Source information:
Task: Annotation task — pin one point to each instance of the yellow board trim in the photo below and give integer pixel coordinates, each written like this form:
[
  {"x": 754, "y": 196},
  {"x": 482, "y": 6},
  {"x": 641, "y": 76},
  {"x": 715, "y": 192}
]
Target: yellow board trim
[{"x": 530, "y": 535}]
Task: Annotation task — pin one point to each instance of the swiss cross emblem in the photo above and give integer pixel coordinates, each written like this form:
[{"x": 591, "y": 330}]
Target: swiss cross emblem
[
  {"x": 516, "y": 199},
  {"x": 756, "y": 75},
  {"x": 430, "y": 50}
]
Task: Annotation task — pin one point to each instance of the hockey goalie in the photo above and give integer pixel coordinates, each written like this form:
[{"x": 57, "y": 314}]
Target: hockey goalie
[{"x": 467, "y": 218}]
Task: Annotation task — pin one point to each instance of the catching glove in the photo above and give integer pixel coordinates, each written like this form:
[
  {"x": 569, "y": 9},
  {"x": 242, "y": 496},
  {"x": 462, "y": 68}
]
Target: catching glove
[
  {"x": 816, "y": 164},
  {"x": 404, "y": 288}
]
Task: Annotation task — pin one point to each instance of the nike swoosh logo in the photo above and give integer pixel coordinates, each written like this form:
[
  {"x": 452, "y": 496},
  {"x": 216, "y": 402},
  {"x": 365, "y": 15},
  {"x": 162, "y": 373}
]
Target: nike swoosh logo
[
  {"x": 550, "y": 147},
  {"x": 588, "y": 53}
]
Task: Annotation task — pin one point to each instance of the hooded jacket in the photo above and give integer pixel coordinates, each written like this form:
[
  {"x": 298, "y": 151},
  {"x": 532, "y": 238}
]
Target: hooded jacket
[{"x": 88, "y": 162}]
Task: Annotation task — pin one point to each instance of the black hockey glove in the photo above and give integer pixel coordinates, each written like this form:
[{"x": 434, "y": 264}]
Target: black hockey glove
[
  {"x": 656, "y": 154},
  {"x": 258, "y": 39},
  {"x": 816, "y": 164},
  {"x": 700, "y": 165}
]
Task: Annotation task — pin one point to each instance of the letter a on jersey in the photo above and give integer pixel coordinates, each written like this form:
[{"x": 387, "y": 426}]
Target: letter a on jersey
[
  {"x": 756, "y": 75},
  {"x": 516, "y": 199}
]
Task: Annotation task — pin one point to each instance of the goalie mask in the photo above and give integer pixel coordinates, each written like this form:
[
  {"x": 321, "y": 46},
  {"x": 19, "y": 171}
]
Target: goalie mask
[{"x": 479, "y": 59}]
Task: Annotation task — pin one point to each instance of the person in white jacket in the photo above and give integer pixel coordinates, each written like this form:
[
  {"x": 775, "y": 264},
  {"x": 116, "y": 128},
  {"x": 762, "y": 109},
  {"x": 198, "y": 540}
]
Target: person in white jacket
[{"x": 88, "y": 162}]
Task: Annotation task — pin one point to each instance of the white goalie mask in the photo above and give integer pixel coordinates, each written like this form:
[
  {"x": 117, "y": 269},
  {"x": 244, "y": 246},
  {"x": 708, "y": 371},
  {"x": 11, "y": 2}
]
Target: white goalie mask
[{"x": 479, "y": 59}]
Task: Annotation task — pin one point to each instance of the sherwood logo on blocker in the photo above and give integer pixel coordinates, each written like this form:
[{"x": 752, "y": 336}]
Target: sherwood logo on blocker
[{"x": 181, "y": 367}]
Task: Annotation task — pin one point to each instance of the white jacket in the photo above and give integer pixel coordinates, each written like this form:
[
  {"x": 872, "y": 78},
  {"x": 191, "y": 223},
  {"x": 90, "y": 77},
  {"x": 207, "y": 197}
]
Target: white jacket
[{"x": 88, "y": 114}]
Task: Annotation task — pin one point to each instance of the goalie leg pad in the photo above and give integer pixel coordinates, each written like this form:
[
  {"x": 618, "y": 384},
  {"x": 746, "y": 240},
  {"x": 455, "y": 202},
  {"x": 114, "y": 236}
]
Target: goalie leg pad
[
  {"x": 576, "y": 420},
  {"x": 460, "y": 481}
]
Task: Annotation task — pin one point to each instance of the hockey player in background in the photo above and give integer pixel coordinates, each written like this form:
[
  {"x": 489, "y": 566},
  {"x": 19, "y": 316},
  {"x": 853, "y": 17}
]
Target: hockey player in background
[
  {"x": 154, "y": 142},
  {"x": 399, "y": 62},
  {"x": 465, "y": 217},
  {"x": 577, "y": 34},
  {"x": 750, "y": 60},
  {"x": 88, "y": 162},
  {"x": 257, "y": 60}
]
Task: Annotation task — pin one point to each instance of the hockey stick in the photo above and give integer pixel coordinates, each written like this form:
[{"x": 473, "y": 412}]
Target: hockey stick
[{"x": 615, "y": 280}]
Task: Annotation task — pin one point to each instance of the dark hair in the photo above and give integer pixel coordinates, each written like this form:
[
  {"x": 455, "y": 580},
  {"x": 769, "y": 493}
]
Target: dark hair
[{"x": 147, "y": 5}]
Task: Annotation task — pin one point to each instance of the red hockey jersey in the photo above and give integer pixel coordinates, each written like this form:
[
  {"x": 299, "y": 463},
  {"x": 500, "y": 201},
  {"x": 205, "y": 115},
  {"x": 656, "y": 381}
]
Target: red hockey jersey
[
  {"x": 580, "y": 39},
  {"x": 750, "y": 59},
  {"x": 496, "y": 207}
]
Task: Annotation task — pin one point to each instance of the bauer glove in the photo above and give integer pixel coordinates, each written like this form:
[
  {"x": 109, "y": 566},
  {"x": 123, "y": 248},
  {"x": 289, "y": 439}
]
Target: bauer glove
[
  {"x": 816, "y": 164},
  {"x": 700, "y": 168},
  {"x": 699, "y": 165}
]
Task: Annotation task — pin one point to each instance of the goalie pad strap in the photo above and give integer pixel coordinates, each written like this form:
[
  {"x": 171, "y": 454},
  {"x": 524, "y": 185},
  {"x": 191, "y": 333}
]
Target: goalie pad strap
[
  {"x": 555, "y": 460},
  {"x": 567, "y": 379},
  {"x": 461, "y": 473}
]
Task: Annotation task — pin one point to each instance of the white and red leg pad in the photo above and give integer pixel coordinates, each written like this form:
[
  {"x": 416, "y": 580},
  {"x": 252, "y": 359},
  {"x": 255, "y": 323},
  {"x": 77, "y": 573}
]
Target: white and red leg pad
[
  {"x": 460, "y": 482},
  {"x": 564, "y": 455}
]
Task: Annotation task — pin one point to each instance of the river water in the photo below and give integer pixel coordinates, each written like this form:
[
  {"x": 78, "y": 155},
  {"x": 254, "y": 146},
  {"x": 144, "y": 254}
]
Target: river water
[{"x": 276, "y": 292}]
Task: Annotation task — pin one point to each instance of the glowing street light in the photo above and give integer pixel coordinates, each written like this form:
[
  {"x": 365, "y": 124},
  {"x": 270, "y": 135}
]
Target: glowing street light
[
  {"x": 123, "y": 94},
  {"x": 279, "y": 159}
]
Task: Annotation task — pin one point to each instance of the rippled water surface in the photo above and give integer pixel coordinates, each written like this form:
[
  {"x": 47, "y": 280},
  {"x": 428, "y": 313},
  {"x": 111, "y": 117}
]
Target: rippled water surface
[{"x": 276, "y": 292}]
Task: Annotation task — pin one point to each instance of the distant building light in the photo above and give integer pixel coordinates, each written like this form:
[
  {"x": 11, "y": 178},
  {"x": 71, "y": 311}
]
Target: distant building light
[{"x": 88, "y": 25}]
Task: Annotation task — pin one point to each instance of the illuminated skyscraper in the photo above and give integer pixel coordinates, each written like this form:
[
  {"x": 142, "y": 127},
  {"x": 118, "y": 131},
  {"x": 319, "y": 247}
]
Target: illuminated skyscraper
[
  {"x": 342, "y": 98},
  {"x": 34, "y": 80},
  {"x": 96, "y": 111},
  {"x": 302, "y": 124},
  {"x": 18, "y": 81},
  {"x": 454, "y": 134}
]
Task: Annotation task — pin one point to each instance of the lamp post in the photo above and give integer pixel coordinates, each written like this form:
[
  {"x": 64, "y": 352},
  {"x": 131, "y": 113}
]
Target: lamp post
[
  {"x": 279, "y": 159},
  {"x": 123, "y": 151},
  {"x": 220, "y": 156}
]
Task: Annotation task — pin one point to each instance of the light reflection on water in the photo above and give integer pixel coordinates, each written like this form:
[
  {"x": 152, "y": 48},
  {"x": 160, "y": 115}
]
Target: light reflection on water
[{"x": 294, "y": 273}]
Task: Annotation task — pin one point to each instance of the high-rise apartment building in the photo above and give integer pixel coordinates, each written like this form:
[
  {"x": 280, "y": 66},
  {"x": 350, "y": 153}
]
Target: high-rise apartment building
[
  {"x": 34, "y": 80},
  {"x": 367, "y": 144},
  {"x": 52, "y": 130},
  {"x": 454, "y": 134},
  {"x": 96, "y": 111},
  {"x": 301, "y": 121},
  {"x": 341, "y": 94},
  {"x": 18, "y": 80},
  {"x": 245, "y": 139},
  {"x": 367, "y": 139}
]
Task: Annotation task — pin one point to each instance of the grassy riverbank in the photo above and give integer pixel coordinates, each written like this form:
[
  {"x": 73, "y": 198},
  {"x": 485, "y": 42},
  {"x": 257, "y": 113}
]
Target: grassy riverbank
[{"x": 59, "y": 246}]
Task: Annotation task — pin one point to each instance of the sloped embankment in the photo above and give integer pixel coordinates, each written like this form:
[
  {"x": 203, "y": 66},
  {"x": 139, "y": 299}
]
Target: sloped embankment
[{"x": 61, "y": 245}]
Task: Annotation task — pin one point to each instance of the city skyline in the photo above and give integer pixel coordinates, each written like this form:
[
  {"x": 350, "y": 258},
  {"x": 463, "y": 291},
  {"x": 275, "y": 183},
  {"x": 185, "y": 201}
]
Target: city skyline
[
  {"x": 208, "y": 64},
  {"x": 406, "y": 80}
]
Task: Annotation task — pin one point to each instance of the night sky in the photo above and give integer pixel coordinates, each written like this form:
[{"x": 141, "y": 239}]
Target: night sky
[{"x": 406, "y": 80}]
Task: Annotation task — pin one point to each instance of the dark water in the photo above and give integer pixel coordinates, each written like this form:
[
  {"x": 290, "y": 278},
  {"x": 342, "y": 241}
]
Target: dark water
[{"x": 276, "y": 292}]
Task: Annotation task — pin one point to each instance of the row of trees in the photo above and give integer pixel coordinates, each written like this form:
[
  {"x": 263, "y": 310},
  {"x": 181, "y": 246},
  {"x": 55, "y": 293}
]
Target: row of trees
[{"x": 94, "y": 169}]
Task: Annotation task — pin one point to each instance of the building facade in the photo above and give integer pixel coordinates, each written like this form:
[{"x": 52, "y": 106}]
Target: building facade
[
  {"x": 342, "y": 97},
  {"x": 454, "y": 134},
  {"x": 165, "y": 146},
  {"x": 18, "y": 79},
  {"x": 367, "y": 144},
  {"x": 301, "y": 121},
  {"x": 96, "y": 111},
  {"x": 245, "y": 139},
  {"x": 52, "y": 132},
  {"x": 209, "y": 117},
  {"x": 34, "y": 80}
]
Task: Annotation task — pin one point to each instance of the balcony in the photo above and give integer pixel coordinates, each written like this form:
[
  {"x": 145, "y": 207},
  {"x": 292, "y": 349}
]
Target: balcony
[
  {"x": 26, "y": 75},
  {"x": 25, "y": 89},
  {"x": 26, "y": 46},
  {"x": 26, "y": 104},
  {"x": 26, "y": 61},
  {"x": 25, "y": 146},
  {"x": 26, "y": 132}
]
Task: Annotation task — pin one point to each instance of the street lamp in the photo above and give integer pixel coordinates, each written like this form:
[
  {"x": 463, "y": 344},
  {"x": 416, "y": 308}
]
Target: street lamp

Exercise details:
Among the lines of the data above, some may hold the word "below"; report how many, as a single number.

Result of the exercise:
2